(Saved entries)
########################################
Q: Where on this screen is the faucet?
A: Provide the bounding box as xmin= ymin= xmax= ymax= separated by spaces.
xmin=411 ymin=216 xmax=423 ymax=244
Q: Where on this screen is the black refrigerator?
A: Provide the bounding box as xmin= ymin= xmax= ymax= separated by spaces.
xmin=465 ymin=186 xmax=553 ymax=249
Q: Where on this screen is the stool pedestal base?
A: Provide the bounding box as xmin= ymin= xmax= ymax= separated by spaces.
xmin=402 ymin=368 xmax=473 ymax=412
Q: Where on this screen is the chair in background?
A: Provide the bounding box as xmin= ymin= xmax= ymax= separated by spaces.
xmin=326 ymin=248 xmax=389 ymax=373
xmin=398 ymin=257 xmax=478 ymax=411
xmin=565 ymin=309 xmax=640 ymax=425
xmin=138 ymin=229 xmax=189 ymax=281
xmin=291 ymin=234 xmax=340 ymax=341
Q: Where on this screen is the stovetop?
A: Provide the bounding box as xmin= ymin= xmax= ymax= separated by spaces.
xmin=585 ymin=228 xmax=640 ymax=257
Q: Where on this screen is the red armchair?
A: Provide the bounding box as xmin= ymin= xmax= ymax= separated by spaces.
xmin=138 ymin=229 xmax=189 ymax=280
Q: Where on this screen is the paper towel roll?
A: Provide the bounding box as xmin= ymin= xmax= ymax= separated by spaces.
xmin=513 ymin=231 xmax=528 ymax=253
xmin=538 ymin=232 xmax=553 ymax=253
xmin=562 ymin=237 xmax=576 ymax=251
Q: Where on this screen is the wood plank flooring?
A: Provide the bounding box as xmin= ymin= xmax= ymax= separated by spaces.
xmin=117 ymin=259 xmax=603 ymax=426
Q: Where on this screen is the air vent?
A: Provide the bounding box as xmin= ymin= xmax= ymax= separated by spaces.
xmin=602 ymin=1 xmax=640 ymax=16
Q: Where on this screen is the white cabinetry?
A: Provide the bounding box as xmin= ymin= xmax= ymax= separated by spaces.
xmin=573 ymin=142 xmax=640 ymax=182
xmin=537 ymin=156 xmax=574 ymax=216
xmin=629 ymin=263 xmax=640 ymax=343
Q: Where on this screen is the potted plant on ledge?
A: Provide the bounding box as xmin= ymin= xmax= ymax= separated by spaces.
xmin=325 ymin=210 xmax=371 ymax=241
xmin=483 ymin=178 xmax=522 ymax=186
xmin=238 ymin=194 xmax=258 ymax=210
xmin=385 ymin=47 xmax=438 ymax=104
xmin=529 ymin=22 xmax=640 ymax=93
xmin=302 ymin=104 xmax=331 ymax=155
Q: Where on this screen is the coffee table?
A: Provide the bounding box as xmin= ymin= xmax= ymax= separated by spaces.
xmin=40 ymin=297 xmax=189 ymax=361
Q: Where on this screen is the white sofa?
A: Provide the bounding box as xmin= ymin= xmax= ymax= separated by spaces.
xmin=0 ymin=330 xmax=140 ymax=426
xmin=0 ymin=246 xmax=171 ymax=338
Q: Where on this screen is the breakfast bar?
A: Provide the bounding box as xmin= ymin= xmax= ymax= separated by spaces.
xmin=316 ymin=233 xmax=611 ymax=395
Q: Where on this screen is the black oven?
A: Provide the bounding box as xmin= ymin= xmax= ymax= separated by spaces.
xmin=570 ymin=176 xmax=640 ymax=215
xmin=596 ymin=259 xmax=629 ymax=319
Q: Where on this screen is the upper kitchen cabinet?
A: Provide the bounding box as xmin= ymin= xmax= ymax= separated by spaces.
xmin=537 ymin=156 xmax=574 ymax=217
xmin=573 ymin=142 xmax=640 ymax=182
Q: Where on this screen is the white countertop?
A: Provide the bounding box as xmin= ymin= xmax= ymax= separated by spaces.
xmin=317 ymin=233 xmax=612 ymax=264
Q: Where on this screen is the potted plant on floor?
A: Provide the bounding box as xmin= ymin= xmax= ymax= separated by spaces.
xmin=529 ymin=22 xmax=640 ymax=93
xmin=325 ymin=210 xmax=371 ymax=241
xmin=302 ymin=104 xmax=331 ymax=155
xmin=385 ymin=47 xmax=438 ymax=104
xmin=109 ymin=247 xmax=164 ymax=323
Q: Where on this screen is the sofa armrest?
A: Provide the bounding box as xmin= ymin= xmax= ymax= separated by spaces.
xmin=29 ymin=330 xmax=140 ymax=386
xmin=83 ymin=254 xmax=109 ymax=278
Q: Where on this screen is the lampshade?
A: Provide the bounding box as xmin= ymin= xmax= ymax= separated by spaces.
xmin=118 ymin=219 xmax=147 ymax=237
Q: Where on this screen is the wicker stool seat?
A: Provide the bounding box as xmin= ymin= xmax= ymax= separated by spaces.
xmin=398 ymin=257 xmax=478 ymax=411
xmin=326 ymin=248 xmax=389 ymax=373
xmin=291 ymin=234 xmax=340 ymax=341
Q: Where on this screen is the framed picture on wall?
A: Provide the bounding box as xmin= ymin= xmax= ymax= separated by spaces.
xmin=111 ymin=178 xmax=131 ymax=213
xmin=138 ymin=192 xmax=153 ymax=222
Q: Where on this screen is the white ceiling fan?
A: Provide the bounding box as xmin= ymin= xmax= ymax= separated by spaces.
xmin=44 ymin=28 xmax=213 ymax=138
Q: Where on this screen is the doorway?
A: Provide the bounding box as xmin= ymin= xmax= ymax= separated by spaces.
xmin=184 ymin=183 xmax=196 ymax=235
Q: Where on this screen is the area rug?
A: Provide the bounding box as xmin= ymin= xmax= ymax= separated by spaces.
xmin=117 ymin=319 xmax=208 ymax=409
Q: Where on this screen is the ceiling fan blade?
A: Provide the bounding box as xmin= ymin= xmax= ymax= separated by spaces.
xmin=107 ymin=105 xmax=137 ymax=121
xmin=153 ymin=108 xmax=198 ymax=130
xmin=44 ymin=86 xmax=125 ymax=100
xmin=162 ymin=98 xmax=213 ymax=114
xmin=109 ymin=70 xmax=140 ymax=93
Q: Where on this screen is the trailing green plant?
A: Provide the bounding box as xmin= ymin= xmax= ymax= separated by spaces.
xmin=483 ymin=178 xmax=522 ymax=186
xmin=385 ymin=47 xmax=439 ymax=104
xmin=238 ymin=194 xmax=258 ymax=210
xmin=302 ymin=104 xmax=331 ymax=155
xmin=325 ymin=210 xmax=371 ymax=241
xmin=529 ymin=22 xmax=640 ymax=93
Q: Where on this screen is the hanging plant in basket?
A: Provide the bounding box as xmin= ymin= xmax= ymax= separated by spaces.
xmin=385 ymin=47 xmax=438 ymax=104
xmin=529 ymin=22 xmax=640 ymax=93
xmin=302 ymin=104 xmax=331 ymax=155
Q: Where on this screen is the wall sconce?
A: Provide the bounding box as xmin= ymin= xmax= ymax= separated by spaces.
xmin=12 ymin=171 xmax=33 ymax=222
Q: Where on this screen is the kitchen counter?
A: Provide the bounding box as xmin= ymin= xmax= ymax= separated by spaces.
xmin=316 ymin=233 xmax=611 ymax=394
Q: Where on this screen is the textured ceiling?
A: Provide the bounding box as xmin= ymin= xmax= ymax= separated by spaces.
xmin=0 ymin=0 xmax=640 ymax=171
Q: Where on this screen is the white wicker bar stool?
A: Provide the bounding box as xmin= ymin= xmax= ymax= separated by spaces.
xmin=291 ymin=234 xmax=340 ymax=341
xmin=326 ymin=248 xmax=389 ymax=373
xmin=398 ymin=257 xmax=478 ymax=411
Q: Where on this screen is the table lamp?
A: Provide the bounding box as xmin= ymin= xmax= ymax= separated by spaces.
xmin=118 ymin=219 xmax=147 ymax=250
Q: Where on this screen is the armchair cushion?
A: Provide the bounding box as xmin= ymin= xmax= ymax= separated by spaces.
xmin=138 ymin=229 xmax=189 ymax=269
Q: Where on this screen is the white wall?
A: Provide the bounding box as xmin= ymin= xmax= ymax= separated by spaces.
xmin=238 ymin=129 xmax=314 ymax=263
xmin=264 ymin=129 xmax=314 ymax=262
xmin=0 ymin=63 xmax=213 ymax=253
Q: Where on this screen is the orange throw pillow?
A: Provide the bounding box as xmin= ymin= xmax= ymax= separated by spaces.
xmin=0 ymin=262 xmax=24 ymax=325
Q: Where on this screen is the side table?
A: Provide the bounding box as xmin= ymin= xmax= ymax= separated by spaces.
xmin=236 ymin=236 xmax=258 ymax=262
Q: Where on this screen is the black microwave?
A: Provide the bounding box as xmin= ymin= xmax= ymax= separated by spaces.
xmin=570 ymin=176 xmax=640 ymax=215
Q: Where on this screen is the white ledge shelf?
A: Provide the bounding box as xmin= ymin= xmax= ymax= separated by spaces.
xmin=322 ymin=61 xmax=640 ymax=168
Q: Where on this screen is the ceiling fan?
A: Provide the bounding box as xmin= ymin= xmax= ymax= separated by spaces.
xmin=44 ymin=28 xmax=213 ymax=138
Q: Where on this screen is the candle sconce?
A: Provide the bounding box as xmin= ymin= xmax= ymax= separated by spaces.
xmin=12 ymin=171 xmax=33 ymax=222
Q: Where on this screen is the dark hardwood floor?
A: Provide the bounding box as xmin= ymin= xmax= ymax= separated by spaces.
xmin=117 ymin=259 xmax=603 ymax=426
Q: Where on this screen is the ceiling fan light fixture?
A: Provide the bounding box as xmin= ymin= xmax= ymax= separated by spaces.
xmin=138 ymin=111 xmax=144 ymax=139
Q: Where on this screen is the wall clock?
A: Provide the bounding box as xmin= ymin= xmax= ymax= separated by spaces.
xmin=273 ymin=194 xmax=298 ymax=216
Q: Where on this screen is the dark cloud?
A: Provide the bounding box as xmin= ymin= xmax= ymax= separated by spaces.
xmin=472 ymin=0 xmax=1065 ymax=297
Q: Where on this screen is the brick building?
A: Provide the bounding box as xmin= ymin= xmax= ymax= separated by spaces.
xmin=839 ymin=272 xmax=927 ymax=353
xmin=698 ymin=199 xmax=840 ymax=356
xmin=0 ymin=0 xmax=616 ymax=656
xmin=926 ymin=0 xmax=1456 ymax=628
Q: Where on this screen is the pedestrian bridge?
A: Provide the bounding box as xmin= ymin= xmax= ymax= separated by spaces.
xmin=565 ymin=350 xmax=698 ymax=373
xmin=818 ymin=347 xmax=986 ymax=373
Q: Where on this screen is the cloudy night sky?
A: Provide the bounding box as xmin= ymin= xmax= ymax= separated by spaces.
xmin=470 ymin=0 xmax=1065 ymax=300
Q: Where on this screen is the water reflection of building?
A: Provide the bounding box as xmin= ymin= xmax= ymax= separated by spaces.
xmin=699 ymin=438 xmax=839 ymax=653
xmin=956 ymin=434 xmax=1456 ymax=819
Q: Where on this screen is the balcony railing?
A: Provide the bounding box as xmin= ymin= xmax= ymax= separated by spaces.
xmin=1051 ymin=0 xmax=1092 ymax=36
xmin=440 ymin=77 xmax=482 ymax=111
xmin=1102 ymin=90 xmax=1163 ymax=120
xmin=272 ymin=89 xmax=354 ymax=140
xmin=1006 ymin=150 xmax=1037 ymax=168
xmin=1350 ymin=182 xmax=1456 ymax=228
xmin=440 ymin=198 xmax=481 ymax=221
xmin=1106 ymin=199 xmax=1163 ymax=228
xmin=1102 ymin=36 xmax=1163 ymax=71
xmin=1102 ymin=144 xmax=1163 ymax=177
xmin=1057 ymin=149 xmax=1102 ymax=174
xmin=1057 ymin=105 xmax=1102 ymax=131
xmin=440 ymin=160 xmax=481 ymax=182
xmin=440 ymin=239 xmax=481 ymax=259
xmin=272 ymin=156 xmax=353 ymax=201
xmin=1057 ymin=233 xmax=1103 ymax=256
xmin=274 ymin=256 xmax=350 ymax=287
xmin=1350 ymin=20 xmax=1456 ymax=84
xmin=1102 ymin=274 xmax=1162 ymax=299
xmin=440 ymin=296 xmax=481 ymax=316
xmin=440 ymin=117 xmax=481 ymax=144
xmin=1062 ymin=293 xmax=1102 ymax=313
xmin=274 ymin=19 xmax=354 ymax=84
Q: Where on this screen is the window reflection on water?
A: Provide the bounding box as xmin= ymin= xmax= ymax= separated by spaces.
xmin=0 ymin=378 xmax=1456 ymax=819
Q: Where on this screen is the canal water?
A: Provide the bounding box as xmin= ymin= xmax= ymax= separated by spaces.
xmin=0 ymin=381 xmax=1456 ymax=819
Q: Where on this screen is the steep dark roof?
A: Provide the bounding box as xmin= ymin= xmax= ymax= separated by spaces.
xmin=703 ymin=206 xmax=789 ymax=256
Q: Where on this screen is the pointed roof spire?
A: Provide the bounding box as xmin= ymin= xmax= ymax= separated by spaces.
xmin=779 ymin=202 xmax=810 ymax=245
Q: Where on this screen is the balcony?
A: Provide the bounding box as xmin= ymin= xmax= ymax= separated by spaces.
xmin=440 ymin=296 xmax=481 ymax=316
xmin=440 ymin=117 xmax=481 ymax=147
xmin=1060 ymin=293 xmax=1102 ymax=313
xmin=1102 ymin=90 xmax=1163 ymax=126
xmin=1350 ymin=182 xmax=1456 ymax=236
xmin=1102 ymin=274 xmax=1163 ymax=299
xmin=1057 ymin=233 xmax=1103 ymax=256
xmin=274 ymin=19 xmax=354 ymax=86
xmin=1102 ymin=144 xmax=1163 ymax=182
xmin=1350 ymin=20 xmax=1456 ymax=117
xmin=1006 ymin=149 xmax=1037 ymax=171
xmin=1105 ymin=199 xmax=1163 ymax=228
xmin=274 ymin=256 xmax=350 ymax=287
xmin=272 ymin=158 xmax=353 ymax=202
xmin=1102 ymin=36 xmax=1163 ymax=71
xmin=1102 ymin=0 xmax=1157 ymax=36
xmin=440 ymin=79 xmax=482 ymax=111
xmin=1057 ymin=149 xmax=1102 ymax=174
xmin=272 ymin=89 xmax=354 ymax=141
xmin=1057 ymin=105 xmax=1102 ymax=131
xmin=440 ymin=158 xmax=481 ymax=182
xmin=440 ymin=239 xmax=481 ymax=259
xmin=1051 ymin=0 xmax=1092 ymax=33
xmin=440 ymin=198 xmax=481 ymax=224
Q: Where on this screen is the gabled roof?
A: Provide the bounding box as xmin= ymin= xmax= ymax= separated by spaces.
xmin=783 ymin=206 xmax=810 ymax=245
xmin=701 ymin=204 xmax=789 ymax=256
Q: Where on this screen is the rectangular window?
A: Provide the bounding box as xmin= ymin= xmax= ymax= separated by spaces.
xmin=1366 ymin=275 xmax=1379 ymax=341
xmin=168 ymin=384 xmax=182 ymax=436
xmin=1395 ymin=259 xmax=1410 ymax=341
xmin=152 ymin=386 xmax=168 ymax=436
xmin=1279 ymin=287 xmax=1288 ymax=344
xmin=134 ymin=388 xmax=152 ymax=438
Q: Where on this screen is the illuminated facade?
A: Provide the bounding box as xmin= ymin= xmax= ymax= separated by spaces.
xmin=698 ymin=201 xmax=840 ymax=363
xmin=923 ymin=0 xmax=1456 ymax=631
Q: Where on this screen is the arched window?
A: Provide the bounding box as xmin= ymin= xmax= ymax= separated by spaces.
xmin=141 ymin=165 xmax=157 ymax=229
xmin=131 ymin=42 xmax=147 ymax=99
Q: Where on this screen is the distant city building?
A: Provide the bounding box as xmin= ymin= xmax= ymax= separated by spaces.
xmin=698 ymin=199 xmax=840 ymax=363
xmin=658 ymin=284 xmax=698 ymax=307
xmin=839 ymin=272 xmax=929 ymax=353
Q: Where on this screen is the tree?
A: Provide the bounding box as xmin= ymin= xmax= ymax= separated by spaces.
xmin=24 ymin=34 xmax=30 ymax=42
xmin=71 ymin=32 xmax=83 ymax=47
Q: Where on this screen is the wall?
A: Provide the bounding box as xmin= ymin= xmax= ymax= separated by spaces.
########################################
- TASK TO CARRY OUT
Rewrite the data starting at the line that has "Q: Where on this screen is the framed" and ending after the line that has "xmin=184 ymin=183 xmax=196 ymax=235", keeping the Q and A lines unchanged. Scale every bounding-box coordinate in those lines by 1.35 and round each result to a whole number, rounding halves up.

- RESULT OF THIS EXERCISE
Q: Where on this screen is the framed picture on wall?
A: Provide the bounding box as xmin= ymin= xmax= ymax= separated by spaces.
xmin=150 ymin=240 xmax=177 ymax=288
xmin=186 ymin=259 xmax=207 ymax=300
Q: Where on this screen is the white ceiling fan?
A: Provide the bounding box as xmin= ymin= xmax= ymax= separated by spaces.
xmin=59 ymin=38 xmax=288 ymax=186
Q: Where on this screen is the doorway?
A: Provide the bounding box as xmin= ymin= xmax= ymax= separated by spaces.
xmin=248 ymin=247 xmax=265 ymax=317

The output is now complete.